Selected extract -

--- BEGIN ---

2、audio-classification

from datasets import load_dataset
import torch
from transformers import pipeline


torch.manual_seed(42)
ds = load_dataset("hf-internal-testing/librispeech_asr_demo", "clean", 
                  split="validation")
audio_file = ds[0]["audio"]["path"]


# jy: Find an audio classification model on the Model Hub for emotion recognition 
#     and load it in the pipeline():
audio_classifier = pipeline(
    task="audio-classification", 
    model="ehcalabres/wav2vec2-lg-xlsr-en-speech-emotion-recognition"
)

# jy: Pass the audio file to the pipeline():
preds = audio_classifier(audio_file)
preds = [{"score": round(pred["score"], 4), "label": pred["label"]} for pred in preds]
print(preds)
"""
[{'score': 0.1315, 'label': 'calm'}, 
 {'score': 0.1307, 'label': 'neutral'}, 
 {'score': 0.1274, 'label': 'sad'}, 
 {'score': 0.1261, 'label': 'fearful'}, 
 {'score': 0.1242, 'label': 'happy'}]
"""

--- END ---

Data provided -
--- BEGIN ---

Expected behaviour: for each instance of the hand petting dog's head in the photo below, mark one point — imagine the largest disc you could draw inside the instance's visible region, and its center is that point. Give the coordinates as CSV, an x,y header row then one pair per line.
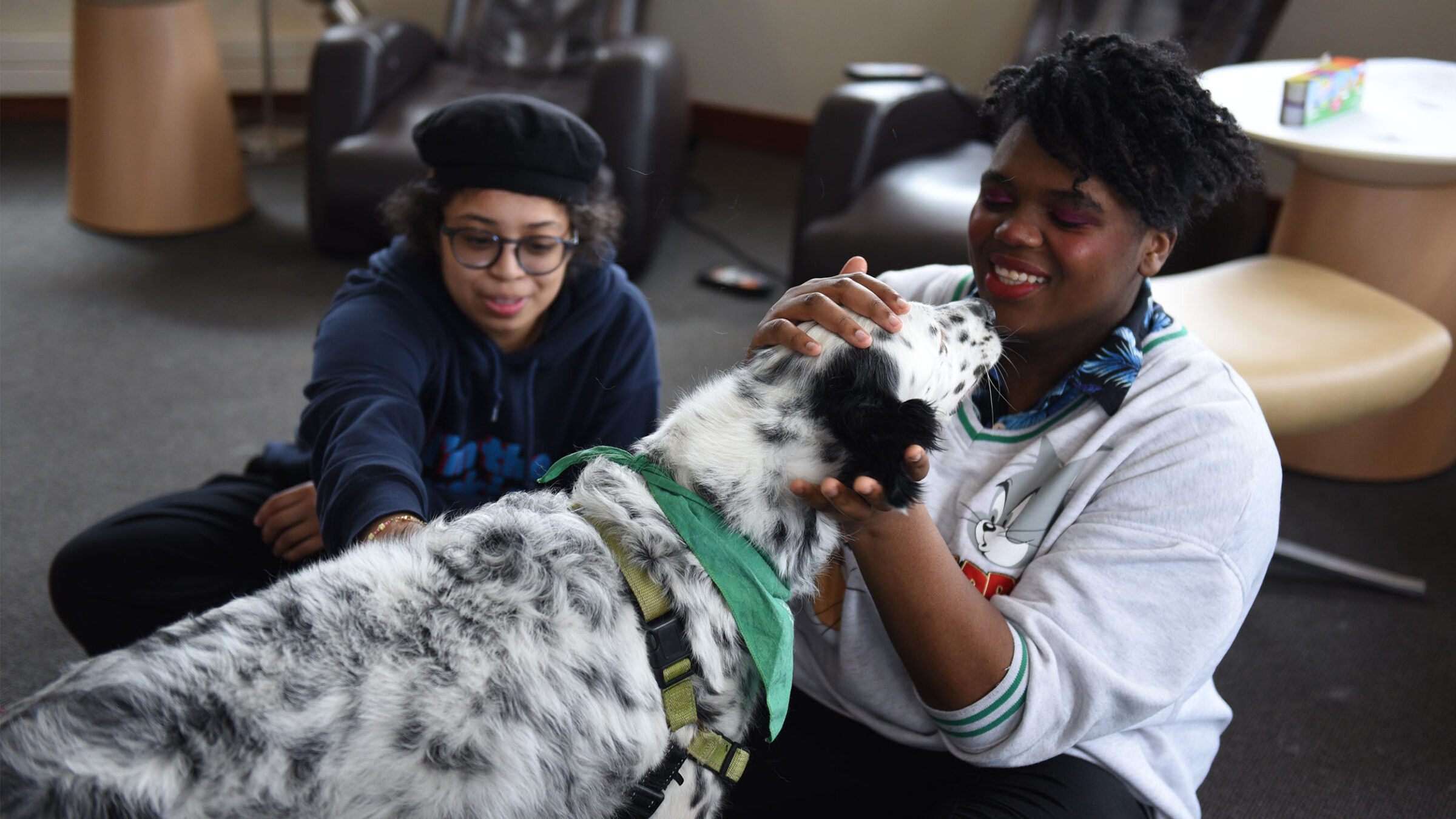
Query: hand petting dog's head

--- END ---

Brief A - Do these statements agree with the audio-classification code? (i) The random seed is set to 42. (ii) The dataset is loaded from its test split. (iii) The highest score in the printed output belongs to the label 'neutral'. For each, answer yes or no and quote the deciding words.
Brief B - Reproduce the audio-classification code between "# jy: Find an" and "print(preds)", inclusive.
Brief C - Carry on the audio-classification code from its final line.

Right answer A -
(i) Yes: "torch.manual_seed(42)"
(ii) No: "split="validation""
(iii) No: "{'score': 0.1315, 'label': 'calm'}"

Right answer B -
# jy: Find an audio classification model on the Model Hub for emotion recognition 
#     and load it in the pipeline():
audio_classifier = pipeline(
    task="audio-classification", 
    model="ehcalabres/wav2vec2-lg-xlsr-en-speech-emotion-recognition"
)

# jy: Pass the audio file to the pipeline():
preds = audio_classifier(audio_file)
preds = [{"score": round(pred["score"], 4), "label": pred["label"]} for pred in preds]
print(preds)

Right answer C -
3、image-classification

For example, what species of cat is shown below?

from transformers import pipeline

# jy: Specify your vision task and pass your image to the classifier. 
#     The image can be a link or a local path to the image.
vision_classifier = pipeline(task="image-classification")
preds = vision_classifier(
    images="https://huggingface.co/datasets/huggingface/documentation-images/resolve/main/pipeline-cat-chonk.jpeg")

preds = [{"score": round(pred["score"], 4), "label": pred["label"]} for pred in preds]
print(preds)
"""
[{'score': 0.4335, 'label': 'lynx, catamount'},
 {'score': 0.0348, 'label': 'cougar, puma, catamount, mountain lion, painter, panther, Felis concolor'},
 {'score': 0.0324, 'label': 'snow leopard, ounce, Panthera uncia'},
 {'score': 0.0239, 'label': 'Egyptian cat'},
 {'score': 0.0229, 'label': 'tiger cat'}]
"""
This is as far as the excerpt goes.